Teks Bacaan |
○ ○ ○ ○ ○

Memuat tanggal…
Daftar Masuk
Navigasi Investasi Anda
Search

Perang Dagang Kian Panas, Harga Minyak Tergelincir

Minyak Brent, yang menjadi acuan harga internasional, turun sebesar USD2,1 atau 3,2 persen menjadi USD63,48 per barel pada pukul 10.27 GMT.

Rubrik: Makro | Diterbitkan: 07 April 2025 | Penulis: Yunila Wati | Editor: Yunila Wati
Perang Dagang Kian Panas, Harga Minyak Tergelincir Ilustrasi kilang minyak di tengah laut.

KABARBURSA.COM - Harga minyak dunia kembali tergelincir lebih dari 3 persen pada perdagangan hari Senin, 7 April 2025. Kondisi ini memperpanjang tren penurunan dari pekan sebelumnya. 

Penurunan tajam tersebut dipicu oleh kekhawatiran yang semakin besar bahwa perang dagang global, yang semakin memanas setelah aksi balasan dari China terhadap tarif impor Amerika Serikat, akan memperlambat ekonomi dunia dan menekan permintaan terhadap minyak.

Minyak Brent, yang menjadi acuan harga internasional, turun sebesar USD2,1 atau 3,2 persen menjadi USD63,48 per barel pada pukul 10.27 GMT. Sementara itu, minyak mentah West Texas Intermediate (WTI) dari Amerika Serikat turun USD2,14 atau 3,5 persen menjadi USD59,85 per barel.

○ ○ ○ ○ ○

Cuplikan Data |
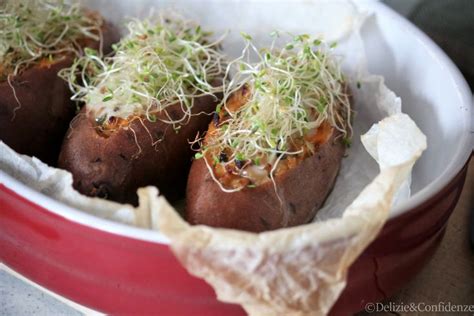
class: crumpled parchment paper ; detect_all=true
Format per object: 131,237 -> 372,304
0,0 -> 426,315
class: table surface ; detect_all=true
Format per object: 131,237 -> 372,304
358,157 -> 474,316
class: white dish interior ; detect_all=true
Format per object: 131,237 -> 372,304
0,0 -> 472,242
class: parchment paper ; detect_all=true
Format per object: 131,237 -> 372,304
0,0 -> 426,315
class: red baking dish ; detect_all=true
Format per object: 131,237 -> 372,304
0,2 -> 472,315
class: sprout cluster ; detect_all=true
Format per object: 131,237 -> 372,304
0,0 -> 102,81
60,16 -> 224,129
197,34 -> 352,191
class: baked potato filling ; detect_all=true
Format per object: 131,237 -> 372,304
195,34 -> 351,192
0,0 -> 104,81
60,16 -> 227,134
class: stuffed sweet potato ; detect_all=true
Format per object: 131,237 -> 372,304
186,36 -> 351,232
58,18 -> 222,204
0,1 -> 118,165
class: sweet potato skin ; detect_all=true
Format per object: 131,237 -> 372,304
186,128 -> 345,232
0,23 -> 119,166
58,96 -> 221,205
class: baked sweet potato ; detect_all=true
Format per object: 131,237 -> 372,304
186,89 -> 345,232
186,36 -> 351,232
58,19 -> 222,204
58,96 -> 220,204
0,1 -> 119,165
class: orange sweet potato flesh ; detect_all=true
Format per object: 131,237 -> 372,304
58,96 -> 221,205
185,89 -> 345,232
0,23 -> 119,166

○ ○ ○ ○ ○

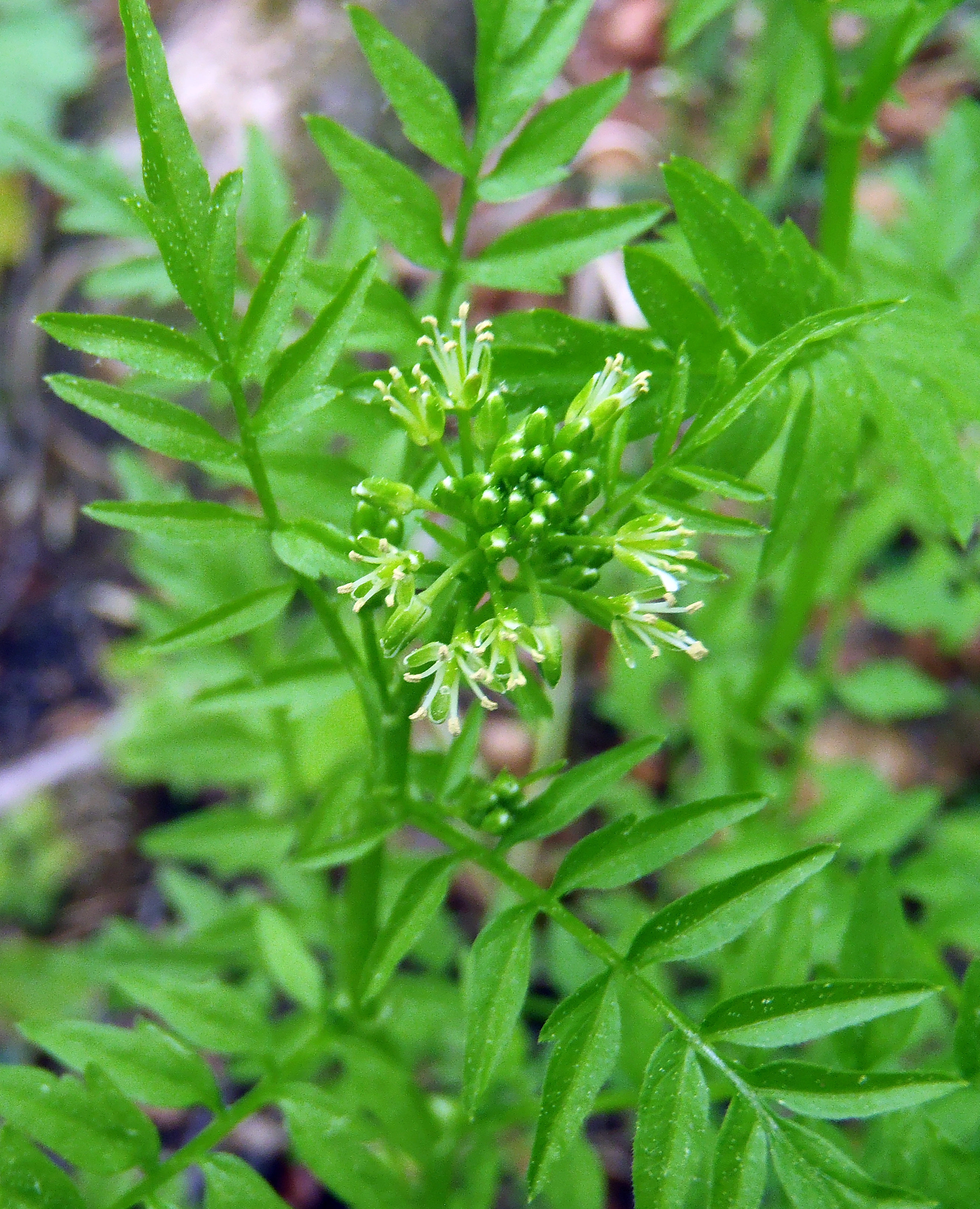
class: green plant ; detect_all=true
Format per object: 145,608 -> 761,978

○ ○ ○ ○ ○

Petunjuk Soal |
Terjemahkan kalimat dari teks tentang harga minyak ini ke dalam bahasa Inggris: "Sementara itu, minyak mentah West Texas Intermediate (WTI) dari Amerika Serikat turun USD2,14 atau 3,5 persen menjadi USD59,85 per barel."

Jawaban Soal |
Meanwhile, West Texas Intermediate (WTI) crude oil from the United States fell by USD 2.14, or 3.5 percent, to USD 59.85 per barrel.